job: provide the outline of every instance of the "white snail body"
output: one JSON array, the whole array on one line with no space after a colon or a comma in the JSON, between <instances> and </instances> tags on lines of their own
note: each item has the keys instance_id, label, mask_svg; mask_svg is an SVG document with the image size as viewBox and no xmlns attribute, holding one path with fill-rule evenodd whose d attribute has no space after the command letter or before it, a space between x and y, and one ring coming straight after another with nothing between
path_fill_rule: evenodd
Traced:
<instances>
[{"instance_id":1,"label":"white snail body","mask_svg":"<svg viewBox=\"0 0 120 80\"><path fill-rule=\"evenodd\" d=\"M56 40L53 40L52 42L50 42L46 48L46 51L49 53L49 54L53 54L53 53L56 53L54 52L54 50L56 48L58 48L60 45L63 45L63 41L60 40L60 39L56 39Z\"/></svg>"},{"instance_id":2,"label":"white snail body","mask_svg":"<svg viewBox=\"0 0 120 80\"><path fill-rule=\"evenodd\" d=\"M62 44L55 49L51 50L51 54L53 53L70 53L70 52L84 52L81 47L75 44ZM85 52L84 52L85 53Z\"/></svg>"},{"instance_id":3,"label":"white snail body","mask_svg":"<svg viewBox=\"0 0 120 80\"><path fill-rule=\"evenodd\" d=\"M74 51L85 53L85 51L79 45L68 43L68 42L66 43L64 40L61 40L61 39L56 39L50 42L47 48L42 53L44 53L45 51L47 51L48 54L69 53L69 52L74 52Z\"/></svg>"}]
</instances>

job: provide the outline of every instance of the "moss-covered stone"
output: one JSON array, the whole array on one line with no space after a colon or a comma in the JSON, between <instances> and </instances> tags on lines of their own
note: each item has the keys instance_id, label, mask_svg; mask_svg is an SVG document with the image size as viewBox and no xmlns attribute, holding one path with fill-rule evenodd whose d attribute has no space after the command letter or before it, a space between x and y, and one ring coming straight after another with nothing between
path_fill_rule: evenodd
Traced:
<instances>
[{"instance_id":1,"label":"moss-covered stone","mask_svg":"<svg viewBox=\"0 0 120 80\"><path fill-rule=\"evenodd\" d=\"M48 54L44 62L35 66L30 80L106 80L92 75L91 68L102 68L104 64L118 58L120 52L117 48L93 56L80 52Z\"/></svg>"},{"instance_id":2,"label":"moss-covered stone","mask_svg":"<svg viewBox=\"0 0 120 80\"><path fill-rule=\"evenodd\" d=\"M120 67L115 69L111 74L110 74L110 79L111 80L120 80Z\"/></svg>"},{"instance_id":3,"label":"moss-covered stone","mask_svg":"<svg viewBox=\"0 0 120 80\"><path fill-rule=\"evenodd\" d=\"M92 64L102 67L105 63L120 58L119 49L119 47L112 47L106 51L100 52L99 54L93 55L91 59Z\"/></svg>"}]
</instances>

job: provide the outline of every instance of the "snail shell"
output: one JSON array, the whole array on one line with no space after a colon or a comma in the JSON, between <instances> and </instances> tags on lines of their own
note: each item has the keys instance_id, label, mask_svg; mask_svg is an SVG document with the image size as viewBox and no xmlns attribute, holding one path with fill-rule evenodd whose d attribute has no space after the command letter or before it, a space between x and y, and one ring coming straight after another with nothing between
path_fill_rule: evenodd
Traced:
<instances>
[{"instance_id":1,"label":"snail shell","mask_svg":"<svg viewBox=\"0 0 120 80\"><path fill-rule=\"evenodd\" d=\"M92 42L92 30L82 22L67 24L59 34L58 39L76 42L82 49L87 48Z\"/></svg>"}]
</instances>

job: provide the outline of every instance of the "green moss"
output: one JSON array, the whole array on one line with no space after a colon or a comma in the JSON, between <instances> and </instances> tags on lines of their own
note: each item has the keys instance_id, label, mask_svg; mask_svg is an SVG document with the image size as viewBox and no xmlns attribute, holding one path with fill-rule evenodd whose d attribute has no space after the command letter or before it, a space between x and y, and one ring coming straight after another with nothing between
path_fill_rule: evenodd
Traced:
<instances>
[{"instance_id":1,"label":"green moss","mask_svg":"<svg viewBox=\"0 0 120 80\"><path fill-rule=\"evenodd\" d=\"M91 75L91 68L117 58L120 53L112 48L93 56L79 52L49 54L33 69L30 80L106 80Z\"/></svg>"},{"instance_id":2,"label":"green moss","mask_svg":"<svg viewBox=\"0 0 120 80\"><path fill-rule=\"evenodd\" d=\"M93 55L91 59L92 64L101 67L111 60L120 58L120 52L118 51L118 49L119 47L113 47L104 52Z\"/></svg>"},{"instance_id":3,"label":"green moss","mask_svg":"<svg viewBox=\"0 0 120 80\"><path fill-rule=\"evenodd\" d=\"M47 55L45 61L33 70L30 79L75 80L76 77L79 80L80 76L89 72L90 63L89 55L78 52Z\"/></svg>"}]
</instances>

━━━━

**Task details:** Your job is to return all lines above that hold the word "provide".

**Task result:**
job: provide the outline of every instance of the "white snail body"
job: provide the outline of every instance of the "moss-covered stone"
job: provide the outline of every instance of the "snail shell"
job: provide the outline of every instance of the "green moss"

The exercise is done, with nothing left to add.